EXCERPT TO READ:
>> BEGIN

And even then, preservation is not a black/white type deal. It's a sliding scale and sometimes the needs of the current city - particularly when it comes to infrastructure like this station - can outweigh the desire to preserve something of historical value.

I like the design of the new station. To me it's a great example of modern London; clean and crisp and thoroughly stylish. If the old building was being knocked down for a cheap warehouse or something garish, then I could understand. But replacing something valuable and old with something valuable and new is, I think, a fair deal.
Hang on a minute......unless I've misunderstood, they're not replacing this old building with anything, are they?

So not such a fair deal.

And while I get your earlier point that London isn't a museum and that most who are now lamenting the loss of this building neither knew nor cared about it previously, it's the principle that matters. I think the point that some are getting at is that developers should be forced to present very compelling reasons for demolishing serviceable and attractive old buildings (even if they aren't in any way important or well known) as a default position. That doesn't appear to be the case in this instance.

>> END

INFORMATION SHOWN:
>> BEGIN

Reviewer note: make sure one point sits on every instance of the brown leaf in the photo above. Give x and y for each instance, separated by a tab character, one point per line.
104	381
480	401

>> END

Reproduce the part of the station demolition debate above that lies between "I like the design" and "such a fair deal.", inclusive, word for word.

OUTPUT FOR THIS EXERCISE:
I like the design of the new station. To me it's a great example of modern London; clean and crisp and thoroughly stylish. If the old building was being knocked down for a cheap warehouse or something garish, then I could understand. But replacing something valuable and old with something valuable and new is, I think, a fair deal.
Hang on a minute......unless I've misunderstood, they're not replacing this old building with anything, are they?

So not such a fair deal.